Prompt: Starting at the line that contains "TASK = point to the white paper", transcribe every remaining line of the entries exactly, including the last one.

Entries shown:
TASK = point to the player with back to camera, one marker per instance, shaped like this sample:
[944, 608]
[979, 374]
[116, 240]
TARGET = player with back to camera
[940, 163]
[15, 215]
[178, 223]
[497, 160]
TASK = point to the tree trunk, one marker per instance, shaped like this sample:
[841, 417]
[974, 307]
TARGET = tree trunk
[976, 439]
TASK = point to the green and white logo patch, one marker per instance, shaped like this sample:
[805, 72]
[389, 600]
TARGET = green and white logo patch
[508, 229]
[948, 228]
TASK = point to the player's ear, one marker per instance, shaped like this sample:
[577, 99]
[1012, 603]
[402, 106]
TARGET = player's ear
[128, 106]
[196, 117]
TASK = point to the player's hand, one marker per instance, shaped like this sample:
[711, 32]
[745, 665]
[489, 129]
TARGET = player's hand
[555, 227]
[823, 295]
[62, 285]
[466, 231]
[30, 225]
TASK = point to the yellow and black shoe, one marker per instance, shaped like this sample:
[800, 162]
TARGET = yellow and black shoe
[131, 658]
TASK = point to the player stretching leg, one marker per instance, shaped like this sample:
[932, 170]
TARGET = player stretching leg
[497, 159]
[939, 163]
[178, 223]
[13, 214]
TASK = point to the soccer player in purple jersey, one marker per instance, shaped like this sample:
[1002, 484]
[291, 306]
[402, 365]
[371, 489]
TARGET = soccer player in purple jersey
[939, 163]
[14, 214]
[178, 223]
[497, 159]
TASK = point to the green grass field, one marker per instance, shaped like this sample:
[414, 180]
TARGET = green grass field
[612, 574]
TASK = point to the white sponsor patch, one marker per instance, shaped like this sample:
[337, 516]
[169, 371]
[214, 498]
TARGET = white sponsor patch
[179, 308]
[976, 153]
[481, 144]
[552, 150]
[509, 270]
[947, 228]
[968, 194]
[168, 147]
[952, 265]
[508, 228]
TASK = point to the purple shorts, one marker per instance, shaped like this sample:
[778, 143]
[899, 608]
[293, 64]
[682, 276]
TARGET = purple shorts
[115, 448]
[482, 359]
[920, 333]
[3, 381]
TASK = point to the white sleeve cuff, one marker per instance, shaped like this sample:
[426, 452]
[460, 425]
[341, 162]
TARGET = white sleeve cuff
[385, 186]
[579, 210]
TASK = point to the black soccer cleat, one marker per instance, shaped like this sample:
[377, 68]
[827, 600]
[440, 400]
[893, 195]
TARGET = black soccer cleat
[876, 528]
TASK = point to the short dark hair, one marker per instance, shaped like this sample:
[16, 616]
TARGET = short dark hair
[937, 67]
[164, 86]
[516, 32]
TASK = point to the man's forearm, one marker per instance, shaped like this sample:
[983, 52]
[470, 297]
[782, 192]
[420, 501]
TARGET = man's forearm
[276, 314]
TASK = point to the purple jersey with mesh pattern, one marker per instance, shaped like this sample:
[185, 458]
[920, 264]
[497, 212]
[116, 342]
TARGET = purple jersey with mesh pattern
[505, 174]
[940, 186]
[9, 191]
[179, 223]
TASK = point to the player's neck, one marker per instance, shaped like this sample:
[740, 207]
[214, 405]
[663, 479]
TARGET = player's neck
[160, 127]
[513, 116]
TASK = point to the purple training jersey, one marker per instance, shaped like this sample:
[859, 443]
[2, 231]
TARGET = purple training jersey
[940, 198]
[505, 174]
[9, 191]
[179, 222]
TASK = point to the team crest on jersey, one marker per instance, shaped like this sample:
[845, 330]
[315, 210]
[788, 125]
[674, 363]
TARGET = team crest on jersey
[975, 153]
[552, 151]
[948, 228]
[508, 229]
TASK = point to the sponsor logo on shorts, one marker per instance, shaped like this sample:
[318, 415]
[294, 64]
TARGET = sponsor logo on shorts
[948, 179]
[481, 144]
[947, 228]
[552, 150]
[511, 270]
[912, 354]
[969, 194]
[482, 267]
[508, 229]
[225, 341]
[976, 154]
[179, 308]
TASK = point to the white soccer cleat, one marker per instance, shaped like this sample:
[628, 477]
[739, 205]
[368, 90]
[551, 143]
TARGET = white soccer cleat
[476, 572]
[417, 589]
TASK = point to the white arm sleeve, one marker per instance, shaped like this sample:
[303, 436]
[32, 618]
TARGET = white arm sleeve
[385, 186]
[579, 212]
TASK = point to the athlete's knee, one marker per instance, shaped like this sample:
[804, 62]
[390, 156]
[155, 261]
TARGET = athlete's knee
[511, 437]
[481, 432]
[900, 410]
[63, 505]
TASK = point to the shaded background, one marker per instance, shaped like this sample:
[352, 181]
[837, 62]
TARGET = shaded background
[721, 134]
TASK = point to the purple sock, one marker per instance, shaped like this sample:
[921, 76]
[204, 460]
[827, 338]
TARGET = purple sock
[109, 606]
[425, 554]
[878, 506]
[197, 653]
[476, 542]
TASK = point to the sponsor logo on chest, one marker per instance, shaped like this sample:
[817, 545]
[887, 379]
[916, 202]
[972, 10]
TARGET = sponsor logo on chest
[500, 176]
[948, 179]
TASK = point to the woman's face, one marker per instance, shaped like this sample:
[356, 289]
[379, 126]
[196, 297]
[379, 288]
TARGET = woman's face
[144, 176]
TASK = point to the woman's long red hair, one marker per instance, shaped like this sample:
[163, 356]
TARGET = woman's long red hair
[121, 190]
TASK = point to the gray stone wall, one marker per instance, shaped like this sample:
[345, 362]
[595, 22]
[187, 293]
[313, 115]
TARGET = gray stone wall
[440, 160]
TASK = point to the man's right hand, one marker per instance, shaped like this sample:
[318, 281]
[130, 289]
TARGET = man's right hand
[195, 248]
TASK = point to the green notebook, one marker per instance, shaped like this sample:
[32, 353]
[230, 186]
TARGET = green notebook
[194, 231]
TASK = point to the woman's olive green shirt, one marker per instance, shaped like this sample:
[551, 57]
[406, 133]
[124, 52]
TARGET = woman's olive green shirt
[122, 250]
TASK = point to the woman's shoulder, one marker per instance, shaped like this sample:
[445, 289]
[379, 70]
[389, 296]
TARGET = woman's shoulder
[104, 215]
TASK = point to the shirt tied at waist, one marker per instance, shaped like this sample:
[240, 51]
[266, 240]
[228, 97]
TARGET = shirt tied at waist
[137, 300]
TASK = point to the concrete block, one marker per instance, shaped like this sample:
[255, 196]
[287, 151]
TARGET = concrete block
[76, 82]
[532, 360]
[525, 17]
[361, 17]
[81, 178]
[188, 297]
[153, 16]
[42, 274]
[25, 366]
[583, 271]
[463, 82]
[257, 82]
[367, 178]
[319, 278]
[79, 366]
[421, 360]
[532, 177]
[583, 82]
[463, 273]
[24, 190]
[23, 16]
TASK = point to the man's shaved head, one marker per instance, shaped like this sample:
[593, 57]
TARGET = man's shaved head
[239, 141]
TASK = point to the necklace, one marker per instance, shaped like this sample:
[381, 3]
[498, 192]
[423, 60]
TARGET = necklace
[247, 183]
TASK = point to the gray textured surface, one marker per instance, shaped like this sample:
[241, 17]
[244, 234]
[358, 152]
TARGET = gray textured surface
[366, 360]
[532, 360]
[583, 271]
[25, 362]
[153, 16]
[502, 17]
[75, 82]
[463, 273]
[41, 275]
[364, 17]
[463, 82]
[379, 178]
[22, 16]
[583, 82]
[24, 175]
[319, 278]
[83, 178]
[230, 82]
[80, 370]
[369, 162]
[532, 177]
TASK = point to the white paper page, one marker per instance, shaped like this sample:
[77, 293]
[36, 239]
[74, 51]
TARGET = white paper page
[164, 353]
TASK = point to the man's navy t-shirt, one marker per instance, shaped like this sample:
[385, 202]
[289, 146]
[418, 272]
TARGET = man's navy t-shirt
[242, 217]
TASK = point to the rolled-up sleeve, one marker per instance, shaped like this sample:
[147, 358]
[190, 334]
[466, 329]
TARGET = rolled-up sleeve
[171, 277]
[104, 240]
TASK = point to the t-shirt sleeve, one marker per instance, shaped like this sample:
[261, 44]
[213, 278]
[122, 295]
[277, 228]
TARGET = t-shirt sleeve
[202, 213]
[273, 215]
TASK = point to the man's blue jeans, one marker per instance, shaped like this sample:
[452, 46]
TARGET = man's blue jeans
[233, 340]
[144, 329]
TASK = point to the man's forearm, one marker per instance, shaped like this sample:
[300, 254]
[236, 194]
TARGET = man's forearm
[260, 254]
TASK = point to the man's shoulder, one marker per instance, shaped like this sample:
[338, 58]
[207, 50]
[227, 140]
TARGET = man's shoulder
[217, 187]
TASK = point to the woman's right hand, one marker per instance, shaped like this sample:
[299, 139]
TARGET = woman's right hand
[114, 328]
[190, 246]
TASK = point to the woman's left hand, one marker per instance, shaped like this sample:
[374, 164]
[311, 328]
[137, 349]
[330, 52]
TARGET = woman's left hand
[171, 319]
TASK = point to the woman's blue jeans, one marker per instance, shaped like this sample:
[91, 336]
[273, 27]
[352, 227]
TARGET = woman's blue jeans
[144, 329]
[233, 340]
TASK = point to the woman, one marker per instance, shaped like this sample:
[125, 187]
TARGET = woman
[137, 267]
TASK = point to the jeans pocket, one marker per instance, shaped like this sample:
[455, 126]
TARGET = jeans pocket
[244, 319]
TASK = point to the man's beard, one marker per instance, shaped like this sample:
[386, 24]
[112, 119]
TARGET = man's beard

Solution:
TASK = point to the white paper page, one marker per instance, shaped like this sample:
[77, 293]
[36, 239]
[74, 51]
TARGET = white paper page
[164, 353]
TASK = point to the man's navy t-shirt, one marker per instance, shaped like this sample:
[385, 202]
[289, 146]
[418, 272]
TARGET = man's navy t-shirt
[242, 217]
TASK = point to the rolled-up sleeve, one marker per instance, shaped like this sample:
[147, 358]
[190, 334]
[466, 329]
TARGET = rolled-up sleeve
[171, 277]
[104, 240]
TASK = point to the t-shirt sleeve, one marker per instance, shaped like this sample:
[261, 44]
[213, 278]
[122, 295]
[277, 228]
TARGET = t-shirt sleeve
[202, 213]
[273, 215]
TASK = point to the man's blue jeans, one marker per instance, shaped like this sample:
[452, 46]
TARGET = man's blue jeans
[233, 340]
[144, 329]
TASK = point to the man's forearm, one marker per instance, shaped like this sample:
[300, 254]
[236, 194]
TARGET = man's forearm
[260, 254]
TASK = point to the man's shoulder, one marker per instance, shaped like this sample:
[338, 58]
[207, 50]
[227, 140]
TARGET = man's shoulder
[217, 187]
TASK = point to the woman's right hand, one marker per instance, shaped like this sample:
[299, 139]
TARGET = woman's right hand
[114, 328]
[190, 246]
TASK = point to the woman's left hand, one marker per instance, shaped like this sample:
[374, 164]
[311, 328]
[137, 349]
[330, 52]
TARGET = woman's left hand
[171, 319]
TASK = point to the woman's blue jeans, one marker per instance, shaped like this sample:
[91, 336]
[273, 27]
[352, 227]
TARGET = woman's blue jeans
[144, 329]
[233, 340]
TASK = point to the woman, one marker per instance, shaped like this sample:
[125, 187]
TARGET = woman
[137, 267]
TASK = point to the jeans pocket, one marker per instance, shaped like this sample:
[455, 126]
TARGET = jeans pocket
[244, 319]
TASK = point to the man's beard, one marker per instance, shaped like this sample:
[386, 24]
[112, 119]
TARGET = man's beard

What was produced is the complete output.